> _TASK REQUIREMENTS_:
• A. In the Sholay 3D review, which critic gave the film two stars when it was released, and for which publication?
• B. For each statement, say whether it agrees with the Sholay 3D review, and quote the words from the review that decide it. (i) The villain of 'Mera Gaon Mera Desh' was called Jabbar Singh. (ii) 'Sholay' took about five years to make. (iii) Amjad Khan prepared for his role by reading a book written by Jaya's father.

> _SUPPLIED TEXT_:
>> begin
'Sholay 3D' Review: A classic in its 3rd dimension

Cast: Dharmendra, Amitabh Bachchan, Amjad Khan, Sanjeev Kumar, Hema Malini, Jaya Bhaduri, A.K. Hangal, Sachin, Leela Mishra, Helen, Jalal Agha, Viju Khote, Jagdeep, Asrani, Mac Mohan, Sadhu Meher, Satyen Kappu
Director: Ramesh Sippy
Rating: 5 Stars

How do you review a film that’s been a legend for decades — three point eight, to be exact. For most film critics today, unlike the critics who panned the film when it was released, including the great Bikram Singh of Filmfare (he gave it two stars, a “fair” rating), reviewing 'Sholay' is an exercise in vanity. This is a Sippy-sent opportunity to bask in its glory once again, this time in three dimensions, and to pin our two-bits on a film that’s colossal, that’s way, way bigger than us.

Since I live in a red vanity case, I’m going to indulge.

'Sholay' symbolises all that was unique and brilliant about Bollywood in the 1970s. But it’s also the first among equals, and that line-up includes Raj Khosla’s 1971 'Mera Gaon Mera Desh', 'Sholay'’s precursor whose villain was called Jabbar Singh.

'Sholay' released on August 15, 1975, the first Independence Day India celebrated somberly because Emergency had just been imposed.

Pothas and blogs have since been written on the film, including a very fine book on its making by Anupama Chopra. Every little anecdote, factoid, tit-bit has added to making 'Sholay' the legend it is today.

* During the two-and-a-half years of its making, Jaya Bachchan, who plays the virginal child bride/widow Radha, gave birth to Shweta and got pregnant with Abhishek.
* During its shooting the strange real-life love triangle of Hema-Dharmendra-Sanjeev Kumar unravelled.
* Amjad Khan, to get a grip on his nine-scene role of Gabbar Singh, read Abhishapta Chambal, a book about the dacoits of Chambal by Taroon Kumar Bhaduri, Jaya’s father.
>> end
> _ENTRIES PROVIDED_:
>> begin
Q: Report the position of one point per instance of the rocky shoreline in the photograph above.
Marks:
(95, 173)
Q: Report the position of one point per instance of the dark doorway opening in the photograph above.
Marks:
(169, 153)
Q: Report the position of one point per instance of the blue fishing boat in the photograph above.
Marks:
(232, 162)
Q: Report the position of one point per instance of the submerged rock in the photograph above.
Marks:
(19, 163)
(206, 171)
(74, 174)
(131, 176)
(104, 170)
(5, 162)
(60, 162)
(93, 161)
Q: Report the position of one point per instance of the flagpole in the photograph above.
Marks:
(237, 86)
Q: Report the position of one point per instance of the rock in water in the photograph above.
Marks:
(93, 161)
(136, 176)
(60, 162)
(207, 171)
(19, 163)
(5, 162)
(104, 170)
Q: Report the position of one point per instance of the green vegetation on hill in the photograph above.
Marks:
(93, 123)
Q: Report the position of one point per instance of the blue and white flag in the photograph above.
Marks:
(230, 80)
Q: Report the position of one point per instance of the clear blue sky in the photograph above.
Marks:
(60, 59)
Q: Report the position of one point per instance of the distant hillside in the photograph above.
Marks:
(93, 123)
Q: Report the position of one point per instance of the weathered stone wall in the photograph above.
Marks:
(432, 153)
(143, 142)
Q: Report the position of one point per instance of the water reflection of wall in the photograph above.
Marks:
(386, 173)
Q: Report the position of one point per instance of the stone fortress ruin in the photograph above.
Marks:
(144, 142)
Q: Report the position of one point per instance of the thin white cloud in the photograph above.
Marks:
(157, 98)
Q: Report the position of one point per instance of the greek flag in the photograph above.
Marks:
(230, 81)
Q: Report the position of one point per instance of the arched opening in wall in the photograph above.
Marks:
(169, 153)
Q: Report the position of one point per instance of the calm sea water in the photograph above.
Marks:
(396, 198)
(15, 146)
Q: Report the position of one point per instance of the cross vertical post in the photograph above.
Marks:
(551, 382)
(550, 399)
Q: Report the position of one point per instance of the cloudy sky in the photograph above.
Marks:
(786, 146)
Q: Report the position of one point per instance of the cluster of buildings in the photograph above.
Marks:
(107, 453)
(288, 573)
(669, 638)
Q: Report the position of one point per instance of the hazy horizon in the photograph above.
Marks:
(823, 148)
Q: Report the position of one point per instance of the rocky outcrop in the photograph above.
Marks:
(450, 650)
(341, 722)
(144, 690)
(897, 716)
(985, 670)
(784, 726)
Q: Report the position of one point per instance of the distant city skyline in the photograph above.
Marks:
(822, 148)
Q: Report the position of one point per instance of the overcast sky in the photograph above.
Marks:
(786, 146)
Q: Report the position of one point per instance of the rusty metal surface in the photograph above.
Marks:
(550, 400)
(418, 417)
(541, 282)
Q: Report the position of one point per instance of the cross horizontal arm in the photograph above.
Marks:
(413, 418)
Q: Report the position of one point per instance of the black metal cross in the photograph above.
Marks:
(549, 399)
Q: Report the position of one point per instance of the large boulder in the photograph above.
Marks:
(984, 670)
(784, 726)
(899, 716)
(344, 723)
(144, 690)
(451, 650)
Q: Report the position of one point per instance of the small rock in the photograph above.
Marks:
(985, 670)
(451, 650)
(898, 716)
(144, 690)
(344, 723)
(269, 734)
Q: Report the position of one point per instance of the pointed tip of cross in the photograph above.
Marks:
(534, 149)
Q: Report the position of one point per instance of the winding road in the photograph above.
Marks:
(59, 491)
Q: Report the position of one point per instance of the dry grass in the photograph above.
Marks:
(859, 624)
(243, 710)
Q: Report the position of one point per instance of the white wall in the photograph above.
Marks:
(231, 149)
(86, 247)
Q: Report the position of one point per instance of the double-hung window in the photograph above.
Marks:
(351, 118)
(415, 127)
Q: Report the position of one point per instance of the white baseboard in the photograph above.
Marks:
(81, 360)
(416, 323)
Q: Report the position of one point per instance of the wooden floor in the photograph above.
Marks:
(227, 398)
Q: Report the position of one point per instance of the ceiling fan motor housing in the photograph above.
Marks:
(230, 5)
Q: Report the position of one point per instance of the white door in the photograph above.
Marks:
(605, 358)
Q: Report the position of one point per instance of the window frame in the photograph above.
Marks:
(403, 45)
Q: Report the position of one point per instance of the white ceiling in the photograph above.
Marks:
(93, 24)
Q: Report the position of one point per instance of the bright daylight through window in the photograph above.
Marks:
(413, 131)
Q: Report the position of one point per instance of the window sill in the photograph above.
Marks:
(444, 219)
>> end
> _RESULTS_:
• A. Bikram Singh of Filmfare gave it two stars.

• B.
(i) Yes: "whose villain was called Jabbar Singh"
(ii) No: "During the two-and-a-half years of its making"
(iii) Yes: "a book about the dacoits of Chambal by Taroon Kumar Bhaduri, Jaya’s father"